- Задание 1:
Перепишите все строки перечня с разметкой местоположений под текстом, включая сами запросы. Каждую координату точек в ответах умножьте на 1,5 и округлите до целого, половины в большую сторону; числа в запросах и образцах формата не меняйте, а изображения в ответ не включайте.

─── Отрывок из текста ───

Ту же задачу пробуждения народной гордости и чувства национального достоинства преследовали и многочисленные обращения Карамзина (еще до его работы над «Историей государства Российского») к сюжетам и «характерам» русской истории в целом ряде его произведений — в повестях, публицистических статьях, исторических очерках. Наряду с замечательной для своего времени исторической повестью «Марфа Посадница, или Покорение Новгорода» (1802) к ним относятся: «Известие о Марфе Посаднице, взятое из жития св. Зосимы» (1803), «Исторические воспоминания и замечания на пути к Троице» (1803), «О московском мятеже в царствование Алексея Михайловича» (1803), ряд других более мелких статей того же характера и, наконец, статья «О случаях и харак терах в российской истории, которые могут быть предметом художества» (1802). Одним из описанных в ней «случаев» воспользовался Пушкин в «Песне о вещем Олеге». Вообще призыв Карамзина к художественной разработке сюжетов русской истории, летописных источников и памятников древней письменности, в том числе и прежде всего «Слова о полку Игореве», получил широкий и достойный отклик только после войны 1812 года, в условиях вызванного ею национального подъема, в творче — стве писателей и поэтов декабристской ориентации. В своем известном «Рассуждении о причинах, замедляющих успехи нашей словесности» Н. И. Гнедич во многом повторил сказанное Карамзиным в статье «О любви к отечеству и народной гордости». Говоря, что «слава… земли российской должна наполнить и возвеличить наши сердца тою благородною гордостию, должна вселить в нас навеки то уважение к самим себе и к языку своему, которое одно составляет истинное достоинство народа»,[110] Гнедич не только развивал в новых исторических условиях мысли Карамзина, но и пользовался его фразеологией. На карамзинскую фразеологию, на его прием культурно — исторических параллелей опиралась и система исторических применений и аллюзий, получившая столь широкое распространение в декабристской поэзии и прозе и служившая целям гражданской агитации.

─── Исходные данные ───

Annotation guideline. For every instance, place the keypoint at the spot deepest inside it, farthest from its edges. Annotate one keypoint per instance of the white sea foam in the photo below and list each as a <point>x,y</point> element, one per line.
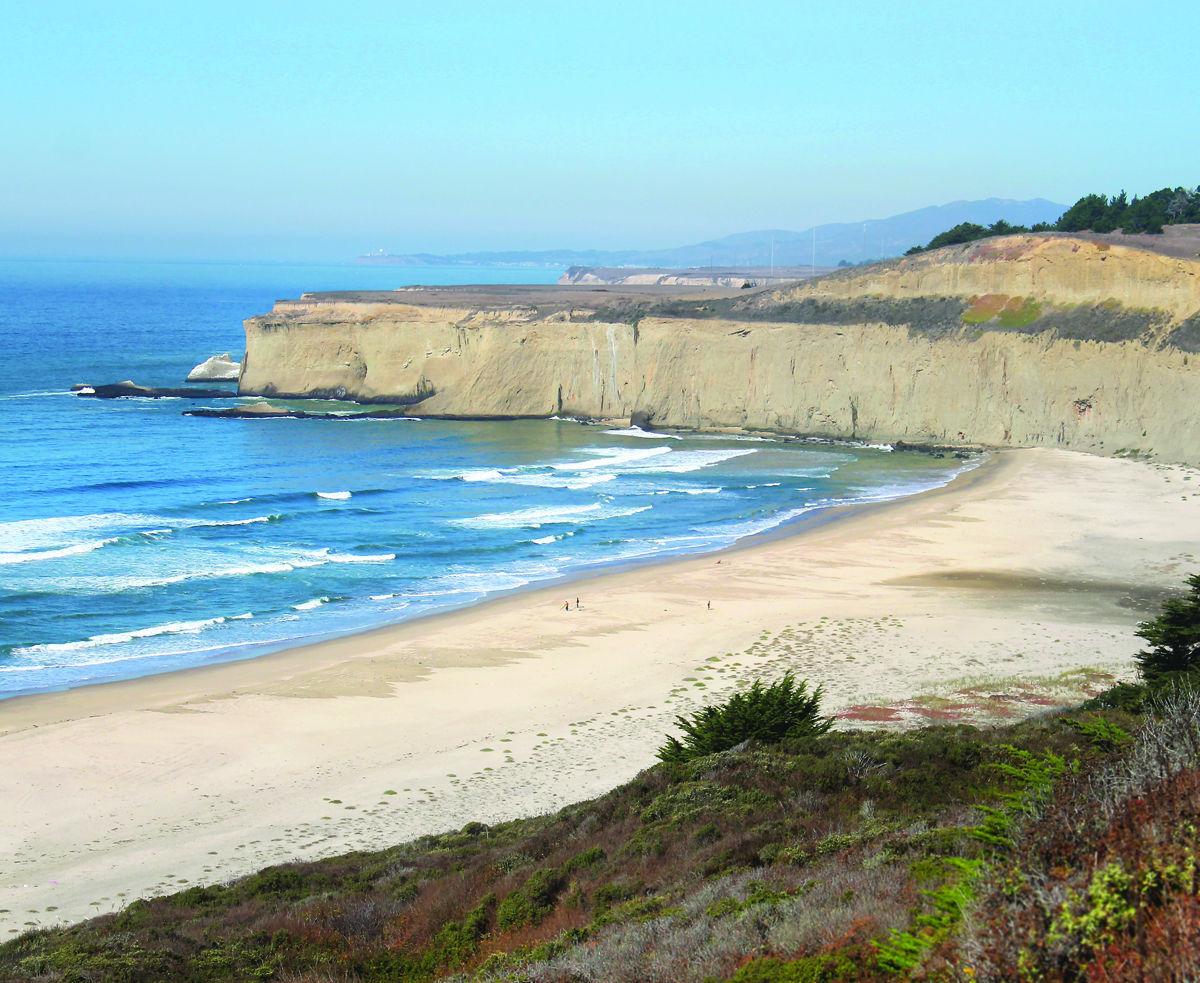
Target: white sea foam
<point>636,431</point>
<point>545,540</point>
<point>53,535</point>
<point>527,517</point>
<point>610,457</point>
<point>43,533</point>
<point>358,557</point>
<point>65,551</point>
<point>540,479</point>
<point>120,637</point>
<point>534,519</point>
<point>311,604</point>
<point>199,523</point>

───

- Задание 2:
В каком произведении Пушкин, согласно отрывку, воспользовался одним из «случаев», описанных в статье Карамзина 1802 года?

- Решение 1:
Annotation guideline. For every instance, place the keypoint at the spot deepest inside it, farthest from its edges. Annotate one keypoint per instance of the white sea foam in the photo below and list each as a <point>x,y</point> element, one per line.
Target: white sea foam
<point>954,647</point>
<point>818,810</point>
<point>80,803</point>
<point>791,776</point>
<point>915,686</point>
<point>65,800</point>
<point>537,836</point>
<point>98,827</point>
<point>810,719</point>
<point>180,956</point>
<point>801,779</point>
<point>467,906</point>
<point>299,785</point>

- Решение 2:
В «Песне о вещем Олеге».